* [TEXTO DE ORIGEN]
*-*-*
435. La norma como norma


01. En 1928 se pusieron 2.756.326 telegramas en la oficina de telégrafos de Harrisburg, Pensilvania, un 8% más que en 1927.
02. Leo Baekeland, descubridor de la baquelita, fruncía su pequeña boca cada vez que oía la palabra "orinal".
03. Los cantos rodados del Volga son objeto de deseo de ciertos coleccionistas de la margen izquierda del Dniéster.
04. La ausencia de vocales en el alfabeto bantú genera la singular conformación palatina de sus hablantes en forma de cono truncado invertido, así como la bifurcación de la úvula ("úvula bífida").
05. "Los breviarios de Circe" es el único documento que nos queda de la estructura, distribución y desarrollo de los falansterios de Fourier creados en el sur de Francia a finales del siglo XVIII y principios del XIX.
06. Tan solo 1 de cada 11 españoles sabe a qué provincia pertenece la localidad de Langreo. Nadie supo responder a qué provincia pertenece Calascaños, incluidos dos vecinos de Calascaño.
07. La última bienal de arte contemporáneo de Venecia, celebrada en 2016, supuso un gran éxito para su organizador Nicola Petrozzio, nieto de "el gran Petrozzio", fundador del cuarteto de viento "Il Soplitto" en la década de los 50 del pasado siglo.
08. "La Calesera", célebre zarzuela del maestro Chapí, fue denunciada tras su estreno por plagio, al comprobarse el enorme parecido de su libreto con "El Cantar del Negro Canghó", obra póstuma de Sor Gilda de las Nieves.
09. Las morenas son murénidos anguiliformes de aguas salobres difíciles de pescar, comer, digerir y excretar, pero fáciles de querer.
10. Nadie en la abadía de Saint Villon des Pérthès sospechaba que el fraile panadero era mujer, nigromante y la asesina de los niños siameses Jean-Luc y Lucien, crimen acaecido en Honfleur en 1917.
11. Truman Capote era descendiente de irlandeses por parte paterna y de una tribu india muy oscura y misteriosa radicada al norte de las Cathills, la apenas conocida tribu de los Piuiu.
12. A tres millones de euros ascendió el botín que unos niños de Copenhague obtuvieron con su robo a mano armada en la mejillonería Blänggenfurst, a las afuera de la ciudad, al norte, cerca del centro logístico Arrasfungen Föhl.
13. Una novela corta de Marguerite Duras, titulada La Square, editada en 1956, fue adquirida en una librería de viejo sesenta y dos años después por un facultativo médico de mediana edad en una localidad al sur, muy al sur de París.
*-*-*
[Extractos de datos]
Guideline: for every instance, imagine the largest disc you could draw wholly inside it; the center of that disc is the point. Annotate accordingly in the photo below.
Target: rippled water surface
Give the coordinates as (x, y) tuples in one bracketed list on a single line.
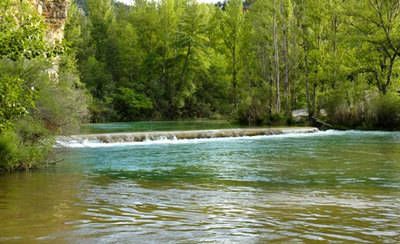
[(337, 186)]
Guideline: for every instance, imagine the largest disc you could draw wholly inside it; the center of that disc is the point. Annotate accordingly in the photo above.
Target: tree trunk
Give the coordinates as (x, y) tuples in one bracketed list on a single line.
[(276, 57), (285, 53)]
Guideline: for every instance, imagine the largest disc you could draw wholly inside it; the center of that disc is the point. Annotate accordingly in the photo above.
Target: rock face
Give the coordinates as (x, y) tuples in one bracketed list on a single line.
[(55, 13)]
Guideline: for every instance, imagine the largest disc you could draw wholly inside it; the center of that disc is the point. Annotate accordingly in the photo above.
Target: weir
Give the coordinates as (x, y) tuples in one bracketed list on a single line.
[(180, 135)]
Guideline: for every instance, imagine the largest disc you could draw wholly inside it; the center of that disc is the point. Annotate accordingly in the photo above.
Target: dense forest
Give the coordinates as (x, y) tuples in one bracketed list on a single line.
[(253, 61)]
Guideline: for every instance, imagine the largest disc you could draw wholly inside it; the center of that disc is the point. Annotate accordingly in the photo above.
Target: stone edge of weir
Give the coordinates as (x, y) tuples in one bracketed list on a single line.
[(185, 134)]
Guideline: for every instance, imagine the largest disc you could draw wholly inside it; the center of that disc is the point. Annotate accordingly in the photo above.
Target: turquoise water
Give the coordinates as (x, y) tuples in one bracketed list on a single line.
[(330, 186), (157, 126)]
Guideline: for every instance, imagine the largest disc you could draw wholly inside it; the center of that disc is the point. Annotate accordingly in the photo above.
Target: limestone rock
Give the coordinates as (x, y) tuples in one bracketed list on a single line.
[(55, 13)]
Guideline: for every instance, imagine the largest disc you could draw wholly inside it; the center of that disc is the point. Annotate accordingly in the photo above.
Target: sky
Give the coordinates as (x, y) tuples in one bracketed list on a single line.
[(202, 1)]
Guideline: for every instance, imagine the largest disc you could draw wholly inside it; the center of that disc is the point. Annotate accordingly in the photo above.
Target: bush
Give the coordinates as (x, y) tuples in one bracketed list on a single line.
[(8, 150), (385, 112)]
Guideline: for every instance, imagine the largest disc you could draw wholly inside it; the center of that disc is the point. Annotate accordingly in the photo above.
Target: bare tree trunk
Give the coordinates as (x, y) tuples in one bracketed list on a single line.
[(276, 57), (285, 52)]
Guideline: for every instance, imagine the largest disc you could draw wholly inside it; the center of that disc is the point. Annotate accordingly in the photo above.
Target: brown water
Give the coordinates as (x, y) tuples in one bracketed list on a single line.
[(335, 186)]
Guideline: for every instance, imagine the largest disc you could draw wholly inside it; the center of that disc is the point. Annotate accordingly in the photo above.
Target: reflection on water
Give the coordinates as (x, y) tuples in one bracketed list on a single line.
[(341, 187)]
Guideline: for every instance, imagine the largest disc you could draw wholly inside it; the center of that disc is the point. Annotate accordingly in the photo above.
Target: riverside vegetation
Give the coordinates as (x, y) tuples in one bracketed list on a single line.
[(252, 61)]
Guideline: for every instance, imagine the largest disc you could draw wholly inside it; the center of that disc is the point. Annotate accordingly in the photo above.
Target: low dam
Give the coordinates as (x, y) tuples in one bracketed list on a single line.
[(180, 135)]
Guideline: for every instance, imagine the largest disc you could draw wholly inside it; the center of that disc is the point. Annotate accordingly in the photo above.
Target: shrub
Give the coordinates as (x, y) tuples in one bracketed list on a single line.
[(385, 112)]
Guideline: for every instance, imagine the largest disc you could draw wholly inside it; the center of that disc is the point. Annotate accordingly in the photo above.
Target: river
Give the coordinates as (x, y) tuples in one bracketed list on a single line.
[(327, 186)]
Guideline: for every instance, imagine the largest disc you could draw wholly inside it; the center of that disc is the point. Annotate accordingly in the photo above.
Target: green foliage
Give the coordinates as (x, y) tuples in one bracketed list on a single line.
[(255, 62), (130, 104), (15, 99), (386, 112), (35, 104)]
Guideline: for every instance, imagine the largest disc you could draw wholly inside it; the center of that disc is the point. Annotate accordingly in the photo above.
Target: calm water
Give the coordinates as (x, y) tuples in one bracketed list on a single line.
[(337, 186)]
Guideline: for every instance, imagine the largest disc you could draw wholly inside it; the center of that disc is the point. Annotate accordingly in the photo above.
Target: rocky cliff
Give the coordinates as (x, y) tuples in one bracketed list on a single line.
[(55, 13)]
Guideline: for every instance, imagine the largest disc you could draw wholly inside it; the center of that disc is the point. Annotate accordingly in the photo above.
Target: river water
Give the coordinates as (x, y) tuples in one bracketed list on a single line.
[(328, 186)]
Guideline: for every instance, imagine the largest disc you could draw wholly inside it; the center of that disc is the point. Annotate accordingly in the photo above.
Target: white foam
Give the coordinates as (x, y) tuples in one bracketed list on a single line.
[(164, 140)]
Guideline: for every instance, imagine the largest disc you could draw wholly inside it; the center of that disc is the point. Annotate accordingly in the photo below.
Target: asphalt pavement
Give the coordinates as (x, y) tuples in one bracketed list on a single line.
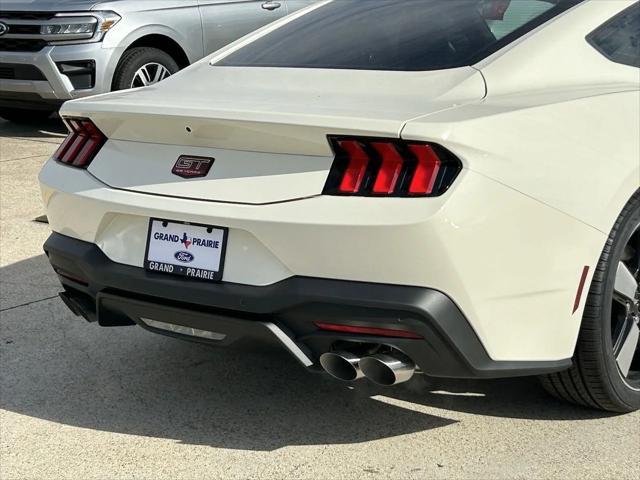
[(79, 401)]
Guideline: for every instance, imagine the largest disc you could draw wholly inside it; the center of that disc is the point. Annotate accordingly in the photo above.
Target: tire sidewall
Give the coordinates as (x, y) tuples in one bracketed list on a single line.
[(621, 389), (134, 59)]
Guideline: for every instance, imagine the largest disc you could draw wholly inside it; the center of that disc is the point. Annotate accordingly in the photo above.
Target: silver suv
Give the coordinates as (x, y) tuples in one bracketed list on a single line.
[(56, 50)]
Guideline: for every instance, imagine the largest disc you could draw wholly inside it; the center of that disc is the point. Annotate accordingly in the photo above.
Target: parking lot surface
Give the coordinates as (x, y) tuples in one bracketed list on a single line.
[(81, 402)]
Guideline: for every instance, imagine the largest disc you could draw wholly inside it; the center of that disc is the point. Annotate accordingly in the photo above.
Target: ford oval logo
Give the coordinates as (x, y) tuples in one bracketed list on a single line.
[(184, 257)]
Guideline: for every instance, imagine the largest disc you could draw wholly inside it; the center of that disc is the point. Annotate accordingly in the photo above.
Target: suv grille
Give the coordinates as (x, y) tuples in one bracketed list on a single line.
[(21, 45), (27, 15)]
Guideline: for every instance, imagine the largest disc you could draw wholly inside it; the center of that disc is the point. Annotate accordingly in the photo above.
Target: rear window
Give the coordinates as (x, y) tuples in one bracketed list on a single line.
[(406, 35)]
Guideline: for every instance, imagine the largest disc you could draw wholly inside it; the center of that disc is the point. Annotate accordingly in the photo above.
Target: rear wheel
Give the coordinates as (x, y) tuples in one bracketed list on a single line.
[(143, 66), (21, 115), (606, 370)]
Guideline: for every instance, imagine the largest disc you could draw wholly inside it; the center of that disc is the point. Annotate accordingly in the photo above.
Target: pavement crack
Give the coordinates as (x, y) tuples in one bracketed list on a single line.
[(28, 303)]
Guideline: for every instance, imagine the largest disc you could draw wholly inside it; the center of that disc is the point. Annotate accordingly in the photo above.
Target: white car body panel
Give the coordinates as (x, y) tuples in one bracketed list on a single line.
[(508, 245)]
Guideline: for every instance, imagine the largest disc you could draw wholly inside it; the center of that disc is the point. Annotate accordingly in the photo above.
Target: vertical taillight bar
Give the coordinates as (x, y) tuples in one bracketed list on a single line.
[(390, 167), (82, 144)]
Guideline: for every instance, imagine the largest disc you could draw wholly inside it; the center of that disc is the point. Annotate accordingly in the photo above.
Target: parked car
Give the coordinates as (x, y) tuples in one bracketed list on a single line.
[(52, 51), (454, 191)]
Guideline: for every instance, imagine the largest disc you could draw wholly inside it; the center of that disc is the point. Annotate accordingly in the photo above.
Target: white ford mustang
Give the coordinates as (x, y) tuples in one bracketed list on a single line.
[(382, 187)]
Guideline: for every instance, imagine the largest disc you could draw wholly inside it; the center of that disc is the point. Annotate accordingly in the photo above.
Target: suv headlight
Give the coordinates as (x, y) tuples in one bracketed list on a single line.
[(66, 28)]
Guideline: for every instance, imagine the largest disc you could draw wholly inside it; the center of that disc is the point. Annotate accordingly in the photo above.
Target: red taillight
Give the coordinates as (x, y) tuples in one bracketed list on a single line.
[(82, 144), (356, 330), (356, 168), (392, 168)]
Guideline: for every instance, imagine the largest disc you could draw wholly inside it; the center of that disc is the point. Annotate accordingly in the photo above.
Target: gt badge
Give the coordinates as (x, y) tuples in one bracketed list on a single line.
[(192, 167)]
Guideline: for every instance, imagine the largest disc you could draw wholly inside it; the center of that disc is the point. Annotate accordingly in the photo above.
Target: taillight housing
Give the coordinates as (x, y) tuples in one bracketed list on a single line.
[(82, 144), (379, 167)]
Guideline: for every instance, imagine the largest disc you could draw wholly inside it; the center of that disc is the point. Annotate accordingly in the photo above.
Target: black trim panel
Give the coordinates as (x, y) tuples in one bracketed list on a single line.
[(450, 347)]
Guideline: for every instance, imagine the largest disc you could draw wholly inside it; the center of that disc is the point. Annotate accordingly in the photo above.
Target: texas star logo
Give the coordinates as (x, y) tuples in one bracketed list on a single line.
[(185, 240)]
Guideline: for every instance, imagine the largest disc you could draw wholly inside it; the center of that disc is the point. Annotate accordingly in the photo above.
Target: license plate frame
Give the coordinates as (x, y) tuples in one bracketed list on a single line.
[(180, 268)]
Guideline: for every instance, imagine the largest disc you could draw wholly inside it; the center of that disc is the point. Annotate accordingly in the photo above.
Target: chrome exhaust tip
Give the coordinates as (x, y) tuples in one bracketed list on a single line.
[(342, 365), (388, 368)]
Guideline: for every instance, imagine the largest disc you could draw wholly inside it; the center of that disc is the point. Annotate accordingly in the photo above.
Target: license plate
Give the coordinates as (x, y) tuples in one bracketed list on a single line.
[(186, 249)]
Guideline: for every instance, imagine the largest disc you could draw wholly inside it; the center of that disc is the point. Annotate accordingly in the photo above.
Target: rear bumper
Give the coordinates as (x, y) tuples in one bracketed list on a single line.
[(116, 294)]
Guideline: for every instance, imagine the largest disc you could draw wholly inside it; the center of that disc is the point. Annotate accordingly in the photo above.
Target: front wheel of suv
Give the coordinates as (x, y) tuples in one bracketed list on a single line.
[(606, 364), (143, 66)]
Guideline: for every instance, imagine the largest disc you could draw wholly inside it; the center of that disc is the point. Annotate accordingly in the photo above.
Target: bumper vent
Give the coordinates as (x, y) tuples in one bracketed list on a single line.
[(13, 71)]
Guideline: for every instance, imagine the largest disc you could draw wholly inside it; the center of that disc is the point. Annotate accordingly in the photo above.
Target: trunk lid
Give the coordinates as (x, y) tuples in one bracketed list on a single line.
[(266, 128)]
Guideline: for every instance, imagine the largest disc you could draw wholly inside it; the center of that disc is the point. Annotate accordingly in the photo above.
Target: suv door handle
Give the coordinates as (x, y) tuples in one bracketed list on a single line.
[(271, 5)]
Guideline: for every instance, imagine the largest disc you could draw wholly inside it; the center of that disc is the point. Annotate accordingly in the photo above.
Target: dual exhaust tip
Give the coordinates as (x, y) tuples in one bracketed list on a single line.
[(381, 368)]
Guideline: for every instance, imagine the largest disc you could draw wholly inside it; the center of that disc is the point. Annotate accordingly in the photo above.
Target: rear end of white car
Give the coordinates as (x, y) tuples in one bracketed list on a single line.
[(340, 212)]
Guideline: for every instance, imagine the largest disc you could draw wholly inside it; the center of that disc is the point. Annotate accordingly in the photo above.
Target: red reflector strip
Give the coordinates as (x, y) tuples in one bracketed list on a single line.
[(424, 178), (357, 167), (390, 169), (583, 279), (379, 332)]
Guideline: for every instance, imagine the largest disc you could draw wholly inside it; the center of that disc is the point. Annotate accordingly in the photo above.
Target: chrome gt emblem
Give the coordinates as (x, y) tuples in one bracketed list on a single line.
[(192, 167)]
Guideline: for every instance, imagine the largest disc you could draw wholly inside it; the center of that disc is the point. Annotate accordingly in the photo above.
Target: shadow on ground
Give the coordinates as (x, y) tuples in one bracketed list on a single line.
[(52, 128), (58, 368)]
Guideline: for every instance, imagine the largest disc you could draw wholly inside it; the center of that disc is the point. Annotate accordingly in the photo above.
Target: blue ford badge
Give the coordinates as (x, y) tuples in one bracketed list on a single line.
[(184, 257)]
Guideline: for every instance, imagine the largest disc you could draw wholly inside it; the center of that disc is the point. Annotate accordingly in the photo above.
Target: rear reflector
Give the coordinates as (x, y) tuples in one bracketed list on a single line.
[(82, 144), (379, 332), (391, 168)]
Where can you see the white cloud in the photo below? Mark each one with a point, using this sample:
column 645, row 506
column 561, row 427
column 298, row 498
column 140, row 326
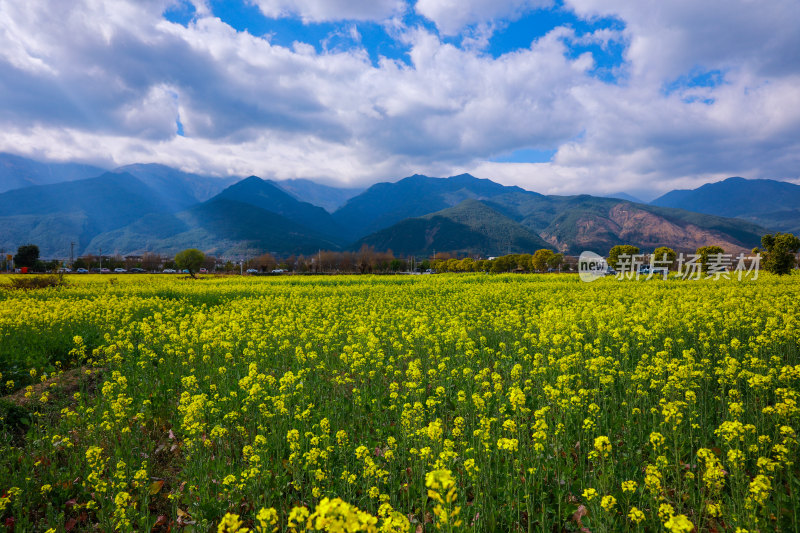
*-*-*
* [ENUNCIADO DEL EJERCICIO]
Devuelve sin cambios el fragmento del texto "La norma como norma" que empieza con "03. Los cantos" y acaba con "vecinos de Calascaño.".

* [SOLUCIÓN DEL PROBLEMA]
03. Los cantos rodados del Volga son objeto de deseo de ciertos coleccionistas de la margen izquierda del Dniéster.
04. La ausencia de vocales en el alfabeto bantú genera la singular conformación palatina de sus hablantes en forma de cono truncado invertido, así como la bifurcación de la úvula ("úvula bífida").
05. "Los breviarios de Circe" es el único documento que nos queda de la estructura, distribución y desarrollo de los falansterios de Fourier creados en el sur de Francia a finales del siglo XVIII y principios del XIX.
06. Tan solo 1 de cada 11 españoles sabe a qué provincia pertenece la localidad de Langreo. Nadie supo responder a qué provincia pertenece Calascaños, incluidos dos vecinos de Calascaño.